**Prompt**.
Convert the lines below into a numbered list, leaving out any blank lines.

**Recorded data**.
··········

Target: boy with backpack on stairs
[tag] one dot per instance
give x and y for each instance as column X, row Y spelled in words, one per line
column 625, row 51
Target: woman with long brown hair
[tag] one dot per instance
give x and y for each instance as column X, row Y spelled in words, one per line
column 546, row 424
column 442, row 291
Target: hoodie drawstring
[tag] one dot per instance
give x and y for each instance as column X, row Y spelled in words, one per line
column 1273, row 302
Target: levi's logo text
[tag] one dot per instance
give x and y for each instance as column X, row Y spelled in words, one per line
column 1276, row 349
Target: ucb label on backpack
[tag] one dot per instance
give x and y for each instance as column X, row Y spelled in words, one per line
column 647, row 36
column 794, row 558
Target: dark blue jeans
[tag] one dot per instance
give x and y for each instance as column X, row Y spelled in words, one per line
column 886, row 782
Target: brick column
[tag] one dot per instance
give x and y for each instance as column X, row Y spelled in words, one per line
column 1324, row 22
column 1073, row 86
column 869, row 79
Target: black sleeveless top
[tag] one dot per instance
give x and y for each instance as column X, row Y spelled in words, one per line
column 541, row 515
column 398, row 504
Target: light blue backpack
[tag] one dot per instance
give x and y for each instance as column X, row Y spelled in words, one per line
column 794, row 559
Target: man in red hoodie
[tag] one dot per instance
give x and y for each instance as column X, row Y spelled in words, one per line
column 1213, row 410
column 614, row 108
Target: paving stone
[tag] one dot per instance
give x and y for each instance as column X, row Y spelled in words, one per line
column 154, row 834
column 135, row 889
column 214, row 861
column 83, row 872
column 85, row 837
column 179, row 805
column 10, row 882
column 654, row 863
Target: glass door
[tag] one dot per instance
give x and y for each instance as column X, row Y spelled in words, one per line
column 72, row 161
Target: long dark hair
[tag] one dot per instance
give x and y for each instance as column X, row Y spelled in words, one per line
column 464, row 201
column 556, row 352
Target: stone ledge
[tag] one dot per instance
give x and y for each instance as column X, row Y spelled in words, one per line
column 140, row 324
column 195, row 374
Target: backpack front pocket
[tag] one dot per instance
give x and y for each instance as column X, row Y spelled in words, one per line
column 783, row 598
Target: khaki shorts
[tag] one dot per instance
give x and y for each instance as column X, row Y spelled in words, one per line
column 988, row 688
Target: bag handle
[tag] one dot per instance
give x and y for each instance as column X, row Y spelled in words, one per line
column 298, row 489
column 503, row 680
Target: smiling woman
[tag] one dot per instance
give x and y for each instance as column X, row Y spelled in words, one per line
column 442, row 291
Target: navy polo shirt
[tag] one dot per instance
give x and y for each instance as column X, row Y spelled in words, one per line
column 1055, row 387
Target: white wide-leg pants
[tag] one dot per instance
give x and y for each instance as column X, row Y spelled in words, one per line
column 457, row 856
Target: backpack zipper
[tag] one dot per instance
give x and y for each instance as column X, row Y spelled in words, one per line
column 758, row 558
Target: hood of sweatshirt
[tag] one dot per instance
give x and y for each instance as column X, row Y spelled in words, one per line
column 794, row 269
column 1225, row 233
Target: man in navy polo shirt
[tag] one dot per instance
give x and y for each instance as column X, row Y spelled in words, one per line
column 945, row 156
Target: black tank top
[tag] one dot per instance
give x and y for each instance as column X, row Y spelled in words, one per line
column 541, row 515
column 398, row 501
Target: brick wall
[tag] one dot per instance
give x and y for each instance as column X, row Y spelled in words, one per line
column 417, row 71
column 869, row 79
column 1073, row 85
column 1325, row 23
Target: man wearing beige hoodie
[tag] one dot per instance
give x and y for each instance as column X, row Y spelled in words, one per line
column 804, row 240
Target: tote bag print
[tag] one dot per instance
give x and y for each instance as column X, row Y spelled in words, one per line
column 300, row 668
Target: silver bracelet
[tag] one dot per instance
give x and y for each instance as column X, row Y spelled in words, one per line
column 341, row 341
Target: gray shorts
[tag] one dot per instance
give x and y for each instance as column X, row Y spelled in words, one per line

··········

**Response to the exercise**.
1. Target: boy with backpack on stairs
2. [tag] one dot per instance
3. give x and y for each instance as column X, row Y spelled in words, one per line
4. column 625, row 51
5. Target: woman with long brown hair
6. [tag] one dot per instance
7. give x and y for each instance as column X, row Y spelled in words, one per line
8. column 546, row 424
9. column 442, row 291
10. Target: hoodie drawstring
11. [tag] one dot per instance
12. give x and y for each instance as column X, row Y spelled in words, one per line
13. column 1273, row 302
14. Target: levi's logo text
15. [tag] one dot per instance
16. give x and y for each instance as column X, row Y spelled in words, one per line
17. column 1276, row 349
18. Target: ucb label on backpack
19. [tag] one dot per instance
20. give x and y for each instance as column X, row Y spelled in words, one per line
21. column 647, row 36
22. column 794, row 558
23. Target: dark blue jeans
24. [tag] one dot per instance
25. give x and y for each instance as column X, row Y spelled in words, one per line
26. column 886, row 782
27. Target: brick column
28. [tag] one dot per instance
29. give x and y for each instance as column X, row Y spelled in words, one per line
30. column 1324, row 22
31. column 1073, row 86
32. column 869, row 79
33. Target: black sleeveless top
34. [tag] one dot per instance
35. give x and y for each instance as column X, row Y spelled in words, one per line
36. column 541, row 515
37. column 398, row 504
38. Target: light blue backpack
39. [tag] one dot per instance
40. give x and y for each instance as column X, row Y spelled in words, one per line
41. column 794, row 559
42. Target: man in red hoodie
43. [tag] one dot per instance
44. give x and y for each instance as column X, row Y spelled in words, one per line
45. column 1213, row 410
46. column 614, row 108
47. Target: paving stone
48. [tag] one dot per instance
49. give x and y for each instance as column X, row Y spelled in words, one per line
50. column 154, row 834
51. column 135, row 889
52. column 214, row 861
53. column 83, row 872
54. column 85, row 837
55. column 179, row 805
56. column 10, row 882
57. column 654, row 863
58. Target: glass door
59. [tag] one dot per instance
60. give x and y for each instance as column X, row Y spelled in words, one per line
61. column 72, row 161
62. Target: long dark hair
63. [tag] one dot per instance
64. give x and y for each instance as column X, row Y spelled in words, one per line
65. column 464, row 201
66. column 556, row 352
67. Target: stone ledge
68. [tag] one dot per instance
69. give x and y for each instance as column X, row Y spelled in words, one per line
70. column 140, row 324
71. column 195, row 374
72. Target: backpack front pocket
73. [tag] one dot per instance
74. give x and y for each instance as column X, row Y spelled in words, one per line
75. column 783, row 598
76. Target: khaki shorts
77. [tag] one dot per instance
78. give x and y for each instance as column X, row Y spelled in words, one per line
79. column 988, row 688
80. Target: bag handle
81. [tag] one dot per instance
82. give x and y for each instance as column X, row Y spelled in words, one per line
83. column 298, row 489
84. column 503, row 680
85. Target: smiling woman
86. [tag] one dot per instance
87. give x and y for each instance as column X, row Y spelled in words, one per line
88. column 442, row 291
89. Target: navy polo shirt
90. [tag] one dot per instance
91. give x and y for each instance as column X, row Y spelled in words, one per line
92. column 1055, row 387
93. Target: white wide-leg pants
94. [tag] one dot per instance
95. give x and y for each instance as column X, row Y spelled in words, one per line
96. column 457, row 856
97. Target: backpack zipper
98. [tag] one dot per instance
99. give x and y for each instance as column X, row Y spelled in words, one per line
100. column 758, row 558
101. Target: hood of sweatshirt
102. [tag] one dot per instance
103. give x and y for each instance as column X, row Y spelled in words, one per line
104. column 794, row 269
105. column 1225, row 233
106. Target: man in navy polo shirt
107. [tag] one dot per instance
108. give x and y for each instance as column X, row Y spelled in words, one per line
109. column 945, row 156
110. Target: black tank top
111. [tag] one dot per instance
112. give x and y for each instance as column X, row Y spelled in words, one per line
113. column 541, row 515
114. column 398, row 501
115. Target: brick wall
116. [tag] one dot per instance
117. give x and y for each instance as column X, row Y spelled in words, one per line
118. column 417, row 71
119. column 869, row 79
120. column 1073, row 85
121. column 1325, row 23
122. Target: man wearing beige hoodie
123. [tag] one dot per instance
124. give x and y for each instance as column X, row Y spelled in words, one per line
125. column 804, row 240
126. Target: tote bag print
127. [tag] one dot per instance
128. give x and y for each instance as column X, row Y spelled in words, one per line
129. column 300, row 668
130. Target: silver bracelet
131. [tag] one dot per instance
132. give x and y for each instance as column X, row Y spelled in words, one per line
133. column 341, row 341
134. Target: gray shorts
135. [tag] one dot per instance
136. give x and y for each instance as column X, row Y spelled in words, one per line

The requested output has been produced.